══ Excerpt to read ══
Please note that if you have already voted your shares by one of the methods described in the Proxy Statement, we strongly encourage you to read this Supplement and to also vote on Proposal 4. If you sign and return the revised proxy card, it will revoke and replace any previous proxy you have submitted. If you do not sign and return the revised proxy card, your previous proxy will remain in effect, but it will not include any vote on the Say on Pay Frequency Proposal. In order to vote on the Say on Pay Frequency Proposal, you must submit a vote on Proposal 4 and sign and return the revised proxy card, or attend the Annual Meeting and vote in person.
Effect of Abstentions and Broker Non-Votes.
Shares of common stock present at the Annual Meeting but that abstain from voting on Proposal 4 are not treated as votes cast. Therefore, such abstention will have no effect on the outcome of the vote on Proposal 4. These abstentions, however, are counted towards establishing a quorum for the Annual Meeting. Broker non-votes (shares held by brokers, banks and other intermediaries that do not have discretionary authority to vote on any of the proposals on a matter and have not received voting instructions from their customers) will have no effect on the outcome of the vote, although they are counted towards establishing a quorum for the Annual Meeting. If your shares are registered in the name of a bank or brokerage firm and do not provide specific voting instructions to your bank, broker or other intermediary, the organization that holds your shares will not be authorized to vote on Proposal 4 or the other proposals, except for Proposal 3- the ratification of BDO USA, LLP as our independent auditor. If your shares are registered with the broker, bank or nominee firm, they may provide you with instructions on how to vote. Follow the instructions to access our proxy materials and vote by Internet or to request a paper or email copy of our proxy materials, including the Supplement. If you receive these materials in paper form, the materials include a voting instruction card so that you can instruct your broker or nominee how to vote your shares. Please check your voting instruction card or contact your broker or other nominee to determine whether you will be able to deliver your voting instructions by Internet or telephone.
═══
══ Materials provided ══
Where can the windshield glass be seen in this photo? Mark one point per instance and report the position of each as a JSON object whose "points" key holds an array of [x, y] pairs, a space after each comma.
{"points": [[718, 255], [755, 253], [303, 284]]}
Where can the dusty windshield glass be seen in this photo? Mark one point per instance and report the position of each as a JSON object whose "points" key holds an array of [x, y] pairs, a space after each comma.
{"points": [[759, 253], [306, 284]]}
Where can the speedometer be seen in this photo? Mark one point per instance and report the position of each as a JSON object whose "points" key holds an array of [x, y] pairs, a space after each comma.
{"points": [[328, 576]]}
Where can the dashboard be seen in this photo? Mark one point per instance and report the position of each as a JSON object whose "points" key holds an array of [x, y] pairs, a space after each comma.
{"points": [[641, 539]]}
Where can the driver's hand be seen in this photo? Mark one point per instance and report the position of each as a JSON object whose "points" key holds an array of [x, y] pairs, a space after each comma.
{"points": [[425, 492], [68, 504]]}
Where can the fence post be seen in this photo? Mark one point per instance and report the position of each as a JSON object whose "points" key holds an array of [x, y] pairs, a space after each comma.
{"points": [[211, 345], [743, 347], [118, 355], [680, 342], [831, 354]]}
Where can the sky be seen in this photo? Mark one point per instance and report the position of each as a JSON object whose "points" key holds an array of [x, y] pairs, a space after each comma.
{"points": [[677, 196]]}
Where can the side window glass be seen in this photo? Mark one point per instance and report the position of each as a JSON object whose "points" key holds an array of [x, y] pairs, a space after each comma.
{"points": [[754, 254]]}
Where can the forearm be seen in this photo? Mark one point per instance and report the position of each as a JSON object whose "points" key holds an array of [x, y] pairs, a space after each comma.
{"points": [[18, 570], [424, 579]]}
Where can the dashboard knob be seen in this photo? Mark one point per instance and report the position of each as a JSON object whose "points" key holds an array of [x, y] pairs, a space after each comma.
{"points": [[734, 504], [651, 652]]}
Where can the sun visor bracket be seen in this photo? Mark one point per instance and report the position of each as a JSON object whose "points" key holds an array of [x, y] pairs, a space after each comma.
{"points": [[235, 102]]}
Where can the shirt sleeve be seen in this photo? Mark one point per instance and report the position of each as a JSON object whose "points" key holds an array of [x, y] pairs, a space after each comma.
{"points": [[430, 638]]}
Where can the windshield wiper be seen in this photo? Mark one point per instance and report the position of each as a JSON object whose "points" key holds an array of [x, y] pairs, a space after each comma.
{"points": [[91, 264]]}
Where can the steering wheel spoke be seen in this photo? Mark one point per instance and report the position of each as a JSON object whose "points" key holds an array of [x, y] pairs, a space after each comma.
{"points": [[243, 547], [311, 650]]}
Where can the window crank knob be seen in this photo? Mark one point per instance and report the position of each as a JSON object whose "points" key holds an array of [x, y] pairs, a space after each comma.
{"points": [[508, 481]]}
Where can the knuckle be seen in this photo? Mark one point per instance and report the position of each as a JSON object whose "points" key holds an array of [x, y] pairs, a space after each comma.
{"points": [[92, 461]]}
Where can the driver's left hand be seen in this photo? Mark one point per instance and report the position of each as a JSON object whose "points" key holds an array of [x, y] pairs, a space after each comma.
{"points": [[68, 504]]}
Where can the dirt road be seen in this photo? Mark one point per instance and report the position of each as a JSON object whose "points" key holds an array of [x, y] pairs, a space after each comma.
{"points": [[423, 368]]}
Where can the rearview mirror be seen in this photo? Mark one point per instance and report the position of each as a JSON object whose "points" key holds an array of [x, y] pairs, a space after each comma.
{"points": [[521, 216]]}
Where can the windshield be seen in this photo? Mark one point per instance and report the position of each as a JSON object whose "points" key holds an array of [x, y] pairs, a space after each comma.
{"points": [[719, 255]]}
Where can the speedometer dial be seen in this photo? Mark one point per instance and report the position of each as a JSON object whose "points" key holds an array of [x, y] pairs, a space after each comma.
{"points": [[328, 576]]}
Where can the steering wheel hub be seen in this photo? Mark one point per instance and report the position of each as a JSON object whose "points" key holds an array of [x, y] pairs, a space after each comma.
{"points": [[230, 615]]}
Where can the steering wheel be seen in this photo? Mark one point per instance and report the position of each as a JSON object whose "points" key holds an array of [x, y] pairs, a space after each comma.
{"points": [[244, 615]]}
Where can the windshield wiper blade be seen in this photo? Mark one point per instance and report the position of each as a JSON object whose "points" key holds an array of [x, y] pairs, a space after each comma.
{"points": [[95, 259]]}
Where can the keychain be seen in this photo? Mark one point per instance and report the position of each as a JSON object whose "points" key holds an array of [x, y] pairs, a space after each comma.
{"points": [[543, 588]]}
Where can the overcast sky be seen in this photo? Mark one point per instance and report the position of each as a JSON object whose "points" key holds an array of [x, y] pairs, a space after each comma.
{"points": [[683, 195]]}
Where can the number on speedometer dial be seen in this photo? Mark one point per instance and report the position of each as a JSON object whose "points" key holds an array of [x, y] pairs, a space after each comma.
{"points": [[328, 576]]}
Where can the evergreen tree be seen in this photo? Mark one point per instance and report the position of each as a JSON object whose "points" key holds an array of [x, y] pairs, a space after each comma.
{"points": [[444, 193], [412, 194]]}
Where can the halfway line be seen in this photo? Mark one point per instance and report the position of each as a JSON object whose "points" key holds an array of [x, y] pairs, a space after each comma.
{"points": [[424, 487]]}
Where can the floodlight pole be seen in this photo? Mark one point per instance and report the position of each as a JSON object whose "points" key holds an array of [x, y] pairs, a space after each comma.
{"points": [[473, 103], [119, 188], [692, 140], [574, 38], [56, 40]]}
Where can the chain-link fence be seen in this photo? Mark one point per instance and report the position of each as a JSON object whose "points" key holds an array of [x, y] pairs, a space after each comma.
═══
Required actions:
1. Reproduce the part of the proxy voting excerpt that begins at "Please note that" and stops after "and Broker Non-Votes.".
2. How many lines of the listing contain the string "dashboard"? Reply with the number only.

Solved problems:
1.
Please note that if you have already voted your shares by one of the methods described in the Proxy Statement, we strongly encourage you to read this Supplement and to also vote on Proposal 4. If you sign and return the revised proxy card, it will revoke and replace any previous proxy you have submitted. If you do not sign and return the revised proxy card, your previous proxy will remain in effect, but it will not include any vote on the Say on Pay Frequency Proposal. In order to vote on the Say on Pay Frequency Proposal, you must submit a vote on Proposal 4 and sign and return the revised proxy card, or attend the Annual Meeting and vote in person.
Effect of Abstentions and Broker Non-Votes.

2. 2